Rewrite each of the records below as a numbered list of its lines, dropping any blank lines.

--- Records ---

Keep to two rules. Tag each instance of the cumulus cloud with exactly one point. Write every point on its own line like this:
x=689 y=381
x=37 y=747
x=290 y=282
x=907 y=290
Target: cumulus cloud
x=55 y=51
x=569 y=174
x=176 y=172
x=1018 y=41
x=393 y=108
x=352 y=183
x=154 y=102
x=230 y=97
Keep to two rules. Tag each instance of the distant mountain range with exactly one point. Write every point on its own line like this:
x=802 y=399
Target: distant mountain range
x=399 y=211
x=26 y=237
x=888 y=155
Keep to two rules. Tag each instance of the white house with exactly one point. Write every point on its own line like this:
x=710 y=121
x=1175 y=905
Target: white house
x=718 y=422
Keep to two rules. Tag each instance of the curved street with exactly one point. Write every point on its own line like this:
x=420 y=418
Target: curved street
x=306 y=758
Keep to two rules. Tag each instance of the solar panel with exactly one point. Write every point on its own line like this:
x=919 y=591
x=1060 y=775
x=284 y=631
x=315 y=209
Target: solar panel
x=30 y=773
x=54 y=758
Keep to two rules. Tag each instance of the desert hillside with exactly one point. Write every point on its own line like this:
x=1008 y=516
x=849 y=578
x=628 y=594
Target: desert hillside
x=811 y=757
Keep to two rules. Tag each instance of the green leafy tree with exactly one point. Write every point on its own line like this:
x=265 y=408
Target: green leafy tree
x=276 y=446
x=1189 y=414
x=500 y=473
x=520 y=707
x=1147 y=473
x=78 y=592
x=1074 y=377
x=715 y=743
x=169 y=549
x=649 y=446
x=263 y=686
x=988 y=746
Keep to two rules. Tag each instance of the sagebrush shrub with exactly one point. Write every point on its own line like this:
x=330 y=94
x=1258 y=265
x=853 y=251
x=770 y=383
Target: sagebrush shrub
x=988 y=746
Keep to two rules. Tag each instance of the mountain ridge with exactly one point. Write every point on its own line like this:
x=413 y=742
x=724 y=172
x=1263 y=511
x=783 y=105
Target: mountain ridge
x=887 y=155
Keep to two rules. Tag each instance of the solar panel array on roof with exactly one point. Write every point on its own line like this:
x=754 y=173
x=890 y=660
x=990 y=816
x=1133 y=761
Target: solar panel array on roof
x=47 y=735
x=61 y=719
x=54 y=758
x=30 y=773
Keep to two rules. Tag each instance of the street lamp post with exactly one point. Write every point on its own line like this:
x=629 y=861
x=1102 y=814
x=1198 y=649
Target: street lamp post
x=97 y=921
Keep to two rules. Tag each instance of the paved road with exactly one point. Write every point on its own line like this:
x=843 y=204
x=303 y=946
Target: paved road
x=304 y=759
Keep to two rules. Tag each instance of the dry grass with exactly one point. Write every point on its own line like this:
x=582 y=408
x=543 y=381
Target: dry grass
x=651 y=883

---

Written solution —
1. Keep to two rules. Tag each instance of the cumulus cloud with exactly one point. Write every point on its own line like this:
2. x=689 y=381
3. x=37 y=747
4. x=290 y=282
5. x=907 y=290
6. Target: cumulus cloud
7. x=55 y=51
8. x=569 y=174
9. x=176 y=172
10. x=1018 y=41
11. x=393 y=108
12. x=352 y=183
13. x=154 y=102
14. x=230 y=97
15. Keep to two rules. Tag each instance of the distant mountain range with exactly one point. Write every point on its own line like this:
16. x=802 y=399
17. Target: distant mountain range
18. x=399 y=211
19. x=26 y=237
20. x=888 y=155
21. Keep to two rules. Tag each instance of the white house with exactly one point. Write every point on its own line like this:
22. x=710 y=121
23. x=1175 y=905
24. Target: white house
25. x=718 y=422
26. Keep to two rules. Tag each instance of the curved street with exactly one point. Write every point on its own line like this:
27. x=420 y=418
28. Target: curved street
29. x=306 y=758
30. Keep to two rules. Tag each instance of the solar panel with exactly one point. Write every point on its own line like this:
31. x=919 y=591
32. x=1060 y=775
33. x=284 y=631
34. x=315 y=209
35. Target: solar panel
36. x=30 y=773
37. x=54 y=758
38. Keep to two rules. Tag each instance of the desert hillside with exactly one point. Write every point on its own line like this:
39. x=1008 y=516
40. x=849 y=578
41. x=628 y=594
42. Target: desert hillside
43. x=811 y=757
44. Keep to two rules. Tag each instance of the green leafy tree with exactly one point. Write every point on its own line like this:
45. x=265 y=408
46. Target: green leafy tree
47. x=276 y=446
48. x=1189 y=414
49. x=500 y=473
50. x=520 y=707
51. x=1147 y=473
52. x=78 y=592
53. x=1074 y=377
54. x=715 y=743
55. x=169 y=549
56. x=649 y=446
57. x=263 y=686
58. x=988 y=746
59. Keep to two rules. Tag each instance of the sagebrush shrub with exactly one point. Write every point on its own line like this:
60. x=330 y=94
61. x=1258 y=265
62. x=853 y=251
63. x=770 y=383
64. Target: sagebrush shrub
65. x=988 y=746
66. Keep to two rules. Tag each instance of the mountain ridge with exactly one point. Write every point on its own line like this:
67. x=413 y=742
68. x=724 y=172
69. x=1263 y=511
70. x=783 y=105
71. Target: mountain ridge
72. x=887 y=155
73. Keep to two rules. Tag each instance of the solar panel array on roof with exactly one point. Write every point on its own line like this:
74. x=754 y=173
75. x=890 y=660
76. x=990 y=816
77. x=1133 y=761
78. Target: solar panel array on roof
79. x=47 y=735
80. x=61 y=719
81. x=54 y=758
82. x=30 y=773
83. Keep to two rules. Tag each instance of the street lamp post with exactly one point. Write every point on its own line like this:
84. x=629 y=861
85. x=1102 y=814
86. x=1198 y=649
87. Target: street lamp post
88. x=97 y=921
89. Keep to two rules. Tag each instance of the paved road with exactly one point. Write every point on its own line like this:
90. x=843 y=204
91. x=303 y=946
92. Target: paved road
93. x=304 y=759
94. Keep to two rules. Tag each instance of the dry grass with exactly one point. Write every point on its own line like this:
95. x=582 y=408
96. x=543 y=381
97. Target: dry grass
98. x=651 y=883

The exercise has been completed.